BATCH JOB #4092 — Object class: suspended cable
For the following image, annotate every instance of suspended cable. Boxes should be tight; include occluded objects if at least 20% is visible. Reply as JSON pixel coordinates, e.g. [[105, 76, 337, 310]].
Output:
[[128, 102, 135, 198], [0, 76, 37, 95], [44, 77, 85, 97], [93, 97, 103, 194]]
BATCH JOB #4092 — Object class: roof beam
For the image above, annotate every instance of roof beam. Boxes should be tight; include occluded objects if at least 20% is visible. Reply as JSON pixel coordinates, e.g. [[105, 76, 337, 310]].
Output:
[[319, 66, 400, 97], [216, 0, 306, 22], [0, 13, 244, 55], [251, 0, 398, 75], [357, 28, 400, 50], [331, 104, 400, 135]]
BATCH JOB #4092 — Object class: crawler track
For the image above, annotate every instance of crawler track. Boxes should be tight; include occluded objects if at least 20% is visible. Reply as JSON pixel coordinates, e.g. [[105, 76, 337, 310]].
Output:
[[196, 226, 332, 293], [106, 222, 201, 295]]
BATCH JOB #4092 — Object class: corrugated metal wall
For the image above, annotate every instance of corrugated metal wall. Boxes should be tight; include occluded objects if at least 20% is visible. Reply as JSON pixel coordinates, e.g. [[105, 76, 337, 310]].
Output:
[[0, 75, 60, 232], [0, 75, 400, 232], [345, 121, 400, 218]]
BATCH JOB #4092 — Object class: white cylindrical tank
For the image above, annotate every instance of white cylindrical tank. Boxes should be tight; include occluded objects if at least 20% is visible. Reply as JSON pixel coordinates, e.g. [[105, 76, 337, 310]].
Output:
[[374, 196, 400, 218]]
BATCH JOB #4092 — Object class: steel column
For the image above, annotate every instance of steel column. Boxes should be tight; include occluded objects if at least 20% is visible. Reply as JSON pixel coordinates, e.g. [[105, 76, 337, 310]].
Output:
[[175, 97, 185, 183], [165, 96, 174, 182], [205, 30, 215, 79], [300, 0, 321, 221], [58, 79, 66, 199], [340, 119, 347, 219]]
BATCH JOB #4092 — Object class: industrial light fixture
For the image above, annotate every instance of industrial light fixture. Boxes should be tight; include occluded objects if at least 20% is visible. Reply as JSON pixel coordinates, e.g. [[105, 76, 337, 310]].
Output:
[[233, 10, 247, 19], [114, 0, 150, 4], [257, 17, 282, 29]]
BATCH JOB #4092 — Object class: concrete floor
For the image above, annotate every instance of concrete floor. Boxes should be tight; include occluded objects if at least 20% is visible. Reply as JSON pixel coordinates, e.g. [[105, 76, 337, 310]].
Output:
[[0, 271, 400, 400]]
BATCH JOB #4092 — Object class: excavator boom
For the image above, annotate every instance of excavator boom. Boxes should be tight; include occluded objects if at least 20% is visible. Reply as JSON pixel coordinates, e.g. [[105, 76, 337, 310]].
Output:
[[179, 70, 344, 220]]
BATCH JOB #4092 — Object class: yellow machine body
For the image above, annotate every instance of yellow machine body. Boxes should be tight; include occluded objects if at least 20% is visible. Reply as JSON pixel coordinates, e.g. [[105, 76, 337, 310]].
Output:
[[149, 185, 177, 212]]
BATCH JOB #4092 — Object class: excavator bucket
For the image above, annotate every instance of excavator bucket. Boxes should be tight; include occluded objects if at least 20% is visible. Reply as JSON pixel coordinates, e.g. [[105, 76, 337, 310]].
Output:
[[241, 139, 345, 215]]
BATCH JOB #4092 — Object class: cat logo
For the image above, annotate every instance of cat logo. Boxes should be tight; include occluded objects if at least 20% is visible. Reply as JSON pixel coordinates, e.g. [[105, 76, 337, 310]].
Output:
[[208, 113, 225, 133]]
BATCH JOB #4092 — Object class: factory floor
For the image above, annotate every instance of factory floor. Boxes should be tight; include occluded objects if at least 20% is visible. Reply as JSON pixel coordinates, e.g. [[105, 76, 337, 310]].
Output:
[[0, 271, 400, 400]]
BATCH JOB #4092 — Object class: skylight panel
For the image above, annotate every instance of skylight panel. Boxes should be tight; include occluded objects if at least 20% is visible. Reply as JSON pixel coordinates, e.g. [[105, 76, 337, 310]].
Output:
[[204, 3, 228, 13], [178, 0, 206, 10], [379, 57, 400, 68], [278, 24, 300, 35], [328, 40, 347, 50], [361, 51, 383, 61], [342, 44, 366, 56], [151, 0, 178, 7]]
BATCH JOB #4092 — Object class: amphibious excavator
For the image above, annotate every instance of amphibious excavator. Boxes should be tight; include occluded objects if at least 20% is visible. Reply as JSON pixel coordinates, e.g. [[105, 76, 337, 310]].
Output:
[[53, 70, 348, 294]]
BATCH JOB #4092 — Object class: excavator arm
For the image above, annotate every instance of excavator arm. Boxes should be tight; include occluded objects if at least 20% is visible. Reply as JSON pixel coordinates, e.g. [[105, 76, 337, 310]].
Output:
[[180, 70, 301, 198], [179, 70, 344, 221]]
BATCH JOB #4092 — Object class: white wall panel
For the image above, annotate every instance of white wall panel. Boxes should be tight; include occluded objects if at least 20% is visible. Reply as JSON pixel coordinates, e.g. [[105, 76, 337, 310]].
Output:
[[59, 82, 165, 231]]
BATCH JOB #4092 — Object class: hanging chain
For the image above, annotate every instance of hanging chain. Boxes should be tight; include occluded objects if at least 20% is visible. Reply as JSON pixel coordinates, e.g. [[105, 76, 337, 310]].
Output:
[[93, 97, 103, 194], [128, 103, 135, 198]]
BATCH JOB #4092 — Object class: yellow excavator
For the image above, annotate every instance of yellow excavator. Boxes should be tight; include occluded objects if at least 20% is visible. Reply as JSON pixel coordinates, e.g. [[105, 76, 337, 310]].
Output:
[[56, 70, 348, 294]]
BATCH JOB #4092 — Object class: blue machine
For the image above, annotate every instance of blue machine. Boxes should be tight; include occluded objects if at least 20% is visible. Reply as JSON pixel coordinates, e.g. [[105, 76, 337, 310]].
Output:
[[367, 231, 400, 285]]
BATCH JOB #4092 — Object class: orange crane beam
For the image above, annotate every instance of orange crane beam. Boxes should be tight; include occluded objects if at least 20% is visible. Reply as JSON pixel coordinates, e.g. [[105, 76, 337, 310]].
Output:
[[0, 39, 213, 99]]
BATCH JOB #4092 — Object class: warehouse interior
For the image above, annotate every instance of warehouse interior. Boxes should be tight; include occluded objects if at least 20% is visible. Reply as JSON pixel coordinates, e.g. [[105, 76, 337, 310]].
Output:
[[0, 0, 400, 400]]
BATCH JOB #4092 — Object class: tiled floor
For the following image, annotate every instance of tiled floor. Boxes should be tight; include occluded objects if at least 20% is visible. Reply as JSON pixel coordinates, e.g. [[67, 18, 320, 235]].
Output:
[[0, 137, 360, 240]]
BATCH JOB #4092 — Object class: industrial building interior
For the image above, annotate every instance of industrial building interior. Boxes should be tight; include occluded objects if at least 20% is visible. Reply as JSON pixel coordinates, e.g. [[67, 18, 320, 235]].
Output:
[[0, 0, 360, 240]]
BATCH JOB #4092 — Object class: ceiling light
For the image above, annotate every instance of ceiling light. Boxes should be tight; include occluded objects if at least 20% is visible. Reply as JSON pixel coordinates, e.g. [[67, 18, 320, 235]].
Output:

○ ○ ○

Put all of the lines above into a JSON list of strings, one string per line, and leave out any blank lines.

§ **EXERCISE SOLUTION**
[
  "BATCH JOB #4092 — Object class: suspended cable",
  "For the following image, annotate every instance of suspended cable. Boxes should be tight; include occluded objects if at least 20% is visible. Reply as JSON pixel coordinates, e.g. [[105, 76, 337, 310]].",
  "Output:",
  "[[128, 102, 135, 198], [0, 76, 37, 95], [44, 77, 85, 97], [93, 97, 103, 194]]",
  "BATCH JOB #4092 — Object class: roof beam",
  "For the image above, annotate every instance of roof beam. Boxes should be tight; include occluded objects if at least 20% is visible. Reply as JSON pixel coordinates, e.g. [[105, 76, 337, 310]].",
  "Output:",
  "[[319, 66, 400, 97], [216, 0, 306, 22], [0, 13, 244, 55], [251, 0, 398, 75], [357, 28, 400, 50], [331, 104, 400, 135]]",
  "BATCH JOB #4092 — Object class: crawler track",
  "For the image above, annotate every instance of crawler track. Boxes should be tight; include occluded objects if at least 20% is visible. Reply as JSON pixel coordinates, e.g. [[105, 76, 337, 310]].",
  "Output:",
  "[[196, 226, 332, 293], [106, 222, 201, 295]]",
  "BATCH JOB #4092 — Object class: corrugated metal wall",
  "For the image above, annotate every instance of corrugated metal wall. Boxes should be tight; include occluded objects if at least 20% is visible. Reply as JSON pixel coordinates, e.g. [[105, 76, 337, 310]].",
  "Output:",
  "[[0, 75, 60, 232], [0, 75, 400, 232], [345, 121, 400, 218]]",
  "BATCH JOB #4092 — Object class: white cylindrical tank",
  "For the image above, annotate every instance of white cylindrical tank. Boxes should be tight; include occluded objects if at least 20% is visible. Reply as JSON pixel coordinates, e.g. [[105, 76, 337, 310]].",
  "Output:",
  "[[374, 196, 400, 218]]",
  "BATCH JOB #4092 — Object class: steel column",
  "For the image above, annotate every instance of steel column. Boxes should be tight; include occluded objects if at least 20% is visible. Reply as JSON pixel coordinates, e.g. [[105, 76, 337, 310]].",
  "Output:",
  "[[175, 97, 185, 183], [165, 96, 174, 182], [205, 30, 215, 79], [300, 0, 321, 221], [58, 79, 66, 199], [340, 119, 347, 219]]",
  "BATCH JOB #4092 — Object class: industrial light fixture",
  "For the image above, annotate every instance of industrial light fixture. Boxes should be tight; include occluded objects if at least 20% is visible. Reply as JSON pixel coordinates, e.g. [[105, 76, 337, 310]].",
  "Output:",
  "[[233, 10, 247, 19], [114, 0, 150, 4], [257, 17, 282, 29]]",
  "BATCH JOB #4092 — Object class: concrete floor",
  "For the image above, annotate every instance of concrete floor. Boxes should be tight; include occluded objects if at least 20% is visible. Reply as JSON pixel coordinates, e.g. [[105, 76, 337, 310]].",
  "Output:",
  "[[0, 271, 400, 400]]",
  "BATCH JOB #4092 — Object class: excavator boom",
  "For the image above, annotate every instance of excavator boom. Boxes should be tight; include occluded objects if at least 20% is visible. Reply as JSON pixel coordinates, e.g. [[105, 76, 337, 310]].",
  "Output:",
  "[[179, 70, 344, 220]]",
  "BATCH JOB #4092 — Object class: yellow machine body",
  "For the image above, annotate every instance of yellow machine body. Boxes should be tight; include occluded objects if at least 20% is visible. Reply as JSON pixel coordinates, e.g. [[105, 76, 337, 310]].",
  "Output:",
  "[[149, 185, 177, 212]]",
  "BATCH JOB #4092 — Object class: excavator bucket",
  "For the image above, annotate every instance of excavator bucket. Boxes should be tight; include occluded objects if at least 20% is visible. Reply as JSON pixel coordinates, e.g. [[105, 76, 337, 310]].",
  "Output:",
  "[[241, 139, 345, 215]]",
  "BATCH JOB #4092 — Object class: cat logo",
  "For the image above, annotate every instance of cat logo. Boxes should be tight; include occluded objects if at least 20% is visible. Reply as JSON pixel coordinates, e.g. [[105, 76, 337, 310]].",
  "Output:",
  "[[208, 113, 225, 133]]",
  "BATCH JOB #4092 — Object class: factory floor",
  "For the image above, annotate every instance of factory floor. Boxes should be tight; include occluded objects if at least 20% is visible. Reply as JSON pixel coordinates, e.g. [[105, 76, 337, 310]].",
  "Output:",
  "[[0, 271, 400, 400]]",
  "BATCH JOB #4092 — Object class: skylight panel",
  "For the image above, annotate every instance of skylight panel. Boxes should be tight; include occluded objects if at least 20% is visible. Reply as JSON pixel coordinates, e.g. [[105, 76, 337, 310]].",
  "Output:",
  "[[204, 3, 228, 13], [178, 0, 206, 10], [379, 57, 400, 68], [278, 24, 300, 35], [328, 40, 347, 50], [361, 51, 383, 61], [342, 44, 366, 56], [151, 0, 178, 7]]",
  "BATCH JOB #4092 — Object class: amphibious excavator",
  "For the image above, annotate every instance of amphibious excavator. Boxes should be tight; include occluded objects if at least 20% is visible. Reply as JSON pixel coordinates, e.g. [[105, 76, 337, 310]].",
  "Output:",
  "[[53, 70, 348, 294]]",
  "BATCH JOB #4092 — Object class: excavator arm",
  "For the image above, annotate every instance of excavator arm. Boxes should be tight; include occluded objects if at least 20% is visible. Reply as JSON pixel coordinates, e.g. [[105, 76, 337, 310]].",
  "Output:",
  "[[180, 70, 301, 198], [179, 70, 344, 221]]",
  "BATCH JOB #4092 — Object class: white wall panel",
  "For the image above, annotate every instance of white wall panel. Boxes should be tight; include occluded objects if at least 20% is visible. Reply as JSON pixel coordinates, e.g. [[105, 76, 337, 310]].",
  "Output:",
  "[[59, 82, 165, 231]]",
  "BATCH JOB #4092 — Object class: hanging chain",
  "For the image above, annotate every instance of hanging chain. Boxes should be tight; include occluded objects if at least 20% is visible. Reply as JSON pixel coordinates, e.g. [[105, 76, 337, 310]].",
  "Output:",
  "[[93, 97, 103, 194], [128, 103, 135, 198]]",
  "BATCH JOB #4092 — Object class: yellow excavator",
  "For the image above, annotate every instance of yellow excavator. Boxes should be tight; include occluded objects if at least 20% is visible. Reply as JSON pixel coordinates, e.g. [[105, 76, 337, 310]].",
  "Output:",
  "[[56, 70, 348, 294]]",
  "BATCH JOB #4092 — Object class: blue machine",
  "For the image above, annotate every instance of blue machine. Boxes should be tight; include occluded objects if at least 20% is visible. Reply as JSON pixel coordinates, e.g. [[105, 76, 337, 310]].",
  "Output:",
  "[[367, 231, 400, 285]]",
  "BATCH JOB #4092 — Object class: orange crane beam",
  "For the image above, annotate every instance of orange crane beam. Boxes should be tight; include occluded objects if at least 20% is visible. Reply as JSON pixel coordinates, e.g. [[105, 76, 337, 310]].",
  "Output:",
  "[[0, 39, 213, 99]]",
  "BATCH JOB #4092 — Object class: warehouse interior",
  "For the image above, annotate every instance of warehouse interior. Boxes should be tight; include occluded objects if at least 20% is visible. Reply as JSON pixel coordinates, e.g. [[105, 76, 337, 310]].",
  "Output:",
  "[[0, 0, 400, 400]]",
  "BATCH JOB #4092 — Object class: tiled floor",
  "For the following image, annotate every instance of tiled floor. Boxes should be tight; include occluded objects if at least 20% is visible. Reply as JSON pixel coordinates, e.g. [[67, 18, 320, 235]].",
  "Output:",
  "[[0, 137, 360, 240]]",
  "BATCH JOB #4092 — Object class: industrial building interior",
  "For the image above, annotate every instance of industrial building interior. Boxes should be tight; include occluded objects if at least 20% is visible. Reply as JSON pixel coordinates, e.g. [[67, 18, 320, 235]].",
  "Output:",
  "[[0, 0, 360, 240]]",
  "BATCH JOB #4092 — Object class: ceiling light",
  "For the image above, annotate every instance of ceiling light. Boxes should be tight; include occluded objects if at least 20% is visible. Reply as JSON pixel coordinates, e.g. [[67, 18, 320, 235]].",
  "Output:"
]